=== EXERCISE DETAILS ===
Reproduce all entries verbatim, with nothing added or dropped.

* begin DATASET RECORDS *

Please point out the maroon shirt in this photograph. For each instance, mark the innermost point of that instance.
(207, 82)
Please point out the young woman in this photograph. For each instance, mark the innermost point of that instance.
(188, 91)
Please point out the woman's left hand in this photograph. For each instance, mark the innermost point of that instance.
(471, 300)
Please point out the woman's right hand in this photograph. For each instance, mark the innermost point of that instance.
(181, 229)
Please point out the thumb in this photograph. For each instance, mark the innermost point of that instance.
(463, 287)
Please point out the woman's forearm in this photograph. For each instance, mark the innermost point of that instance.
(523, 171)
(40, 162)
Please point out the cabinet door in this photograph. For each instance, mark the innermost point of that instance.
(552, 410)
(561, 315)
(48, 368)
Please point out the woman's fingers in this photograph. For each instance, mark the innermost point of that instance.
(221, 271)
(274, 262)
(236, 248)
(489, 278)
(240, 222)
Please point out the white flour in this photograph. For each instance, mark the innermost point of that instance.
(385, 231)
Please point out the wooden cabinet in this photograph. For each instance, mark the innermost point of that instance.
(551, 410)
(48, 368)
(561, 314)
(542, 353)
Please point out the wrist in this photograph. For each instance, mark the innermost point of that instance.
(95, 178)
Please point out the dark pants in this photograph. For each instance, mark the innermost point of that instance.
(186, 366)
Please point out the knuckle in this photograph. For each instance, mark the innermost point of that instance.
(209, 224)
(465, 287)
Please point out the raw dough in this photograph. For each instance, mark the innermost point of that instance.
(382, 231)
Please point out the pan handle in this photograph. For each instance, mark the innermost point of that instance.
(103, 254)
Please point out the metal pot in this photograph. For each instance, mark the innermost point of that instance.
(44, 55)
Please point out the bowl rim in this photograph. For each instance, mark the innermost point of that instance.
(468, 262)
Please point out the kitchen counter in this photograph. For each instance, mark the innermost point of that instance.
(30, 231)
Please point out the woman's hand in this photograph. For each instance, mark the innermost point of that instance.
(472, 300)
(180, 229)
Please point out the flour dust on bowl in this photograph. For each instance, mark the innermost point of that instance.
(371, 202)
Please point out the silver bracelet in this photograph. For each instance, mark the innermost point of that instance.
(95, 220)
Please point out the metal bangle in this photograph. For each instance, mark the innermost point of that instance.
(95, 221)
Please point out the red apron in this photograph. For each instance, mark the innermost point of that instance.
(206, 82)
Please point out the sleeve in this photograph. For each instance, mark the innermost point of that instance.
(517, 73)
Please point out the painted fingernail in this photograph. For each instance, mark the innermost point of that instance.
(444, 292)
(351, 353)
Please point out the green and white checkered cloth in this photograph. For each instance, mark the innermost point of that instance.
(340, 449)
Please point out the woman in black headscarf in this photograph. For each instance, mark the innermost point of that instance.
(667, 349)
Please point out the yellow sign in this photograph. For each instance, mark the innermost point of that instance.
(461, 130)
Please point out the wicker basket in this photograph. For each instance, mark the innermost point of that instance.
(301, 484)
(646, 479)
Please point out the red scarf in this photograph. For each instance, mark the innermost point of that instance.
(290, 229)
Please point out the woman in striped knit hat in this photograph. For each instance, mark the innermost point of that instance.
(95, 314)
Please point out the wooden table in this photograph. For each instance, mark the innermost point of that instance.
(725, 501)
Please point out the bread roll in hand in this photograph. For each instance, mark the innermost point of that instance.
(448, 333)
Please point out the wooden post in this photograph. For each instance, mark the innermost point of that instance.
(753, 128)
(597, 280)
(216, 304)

* end DATASET RECORDS *

=== RESULT OF THE EXERCISE ===
Please point out the maroon shirt in this photograph. For each instance, mark the innermost point of that instance.
(207, 82)
Please point out the young woman in this photograph. For each instance, mark the innermost point of that instance.
(188, 91)
Please point out the woman's left hand in this photograph. For each instance, mark the innermost point of that instance.
(471, 300)
Please point out the woman's right hand in this photograph. For each instance, mark the innermost point of that instance.
(181, 229)
Please point out the thumb in this photograph. For each instance, mark the innermost point of that instance.
(463, 287)
Please point out the woman's forearm in this photograph. For each instance, mark the innermost point of that instance.
(523, 171)
(40, 162)
Please point out the cabinet door in this photograph. For each instance, mark the innermost point of that instance.
(552, 410)
(561, 315)
(48, 368)
Please point out the woman's fingers in this photograph. For each instance, mark the innermost point of that instance.
(221, 271)
(274, 262)
(236, 248)
(489, 278)
(240, 222)
Please point out the white flour in this photograph. For each instance, mark the innermost point of that instance.
(385, 231)
Please point out the wooden cabinet in this photograph. For each instance, mark the innermost point of that instance.
(551, 410)
(48, 368)
(561, 314)
(542, 353)
Please point out the wrist in this photograph. For each instance, mark the innermost point of that instance.
(95, 178)
Please point out the dark pants in this photograph. For each instance, mark the innermost point of that instance.
(186, 366)
Please point out the knuckle in this photograph. For each instance, mark the innermost point of that instance.
(209, 224)
(465, 287)
Please point out the raw dough in this photograph. For each instance, mark the innermost point of that instance.
(382, 231)
Please point out the pan handle in this photograph. For each instance, mark the innermost point of that instance.
(103, 254)
Please point out the metal pot in this photograph. For each instance, mark the innermost point of that instance.
(44, 55)
Please point out the bowl rim in this photograph. For each instance, mark the innermost point of that instance.
(468, 262)
Please point out the kitchen counter in this photograph. For each instance, mark the innermost point of that instance.
(30, 231)
Please point out the woman's hand in this photograph. For each instance, mark the innermost point of that instance.
(472, 300)
(180, 229)
Please point out the flour dust on bowl in this photograph. For each instance, mark the innermost point of that instance.
(371, 202)
Please point out the silver bracelet in this photograph. For each instance, mark the innermost point of that instance.
(95, 220)
Please point out the metal bangle in this photograph. For each instance, mark the innermost point of that instance.
(95, 221)
Please point out the red apron in this photograph. For each instance, mark the innermost point of that instance.
(206, 82)
Please point out the sleeve in this photograph. For each instance, mark the innermost point of that instance.
(517, 73)
Please point out the painted fingernail in this photograph. For each instance, mark the innermost point of that instance.
(444, 292)
(351, 353)
Please point out the green and white checkered cloth in this photograph. For each instance, mark the innermost point of that instance.
(340, 449)
Please point out the woman in black headscarf in this photograph. For each instance, mark the innermost point of that instance.
(667, 349)
Please point out the yellow sign in this photograph. For each instance, mark the innermost point of that instance.
(461, 130)
Please point out the wicker basket in this photograph. For each instance, mark the innermost point of that instance.
(301, 484)
(646, 479)
Please point out the red scarf in this photograph. For each instance, mark the innermost point of that instance.
(290, 229)
Please point out the woman in striped knit hat in this photograph. For each instance, mark the innermost point of that instance.
(95, 314)
Please point out the wooden table in this photograph. For each instance, mark the innermost point of that instance.
(725, 501)
Please point out the bread roll in hand in this photograph. For each instance, mark the innermost point of that instance.
(448, 333)
Please point out the wooden post in this photograph. For each instance, mark the innermost point of that instance.
(753, 128)
(597, 280)
(216, 304)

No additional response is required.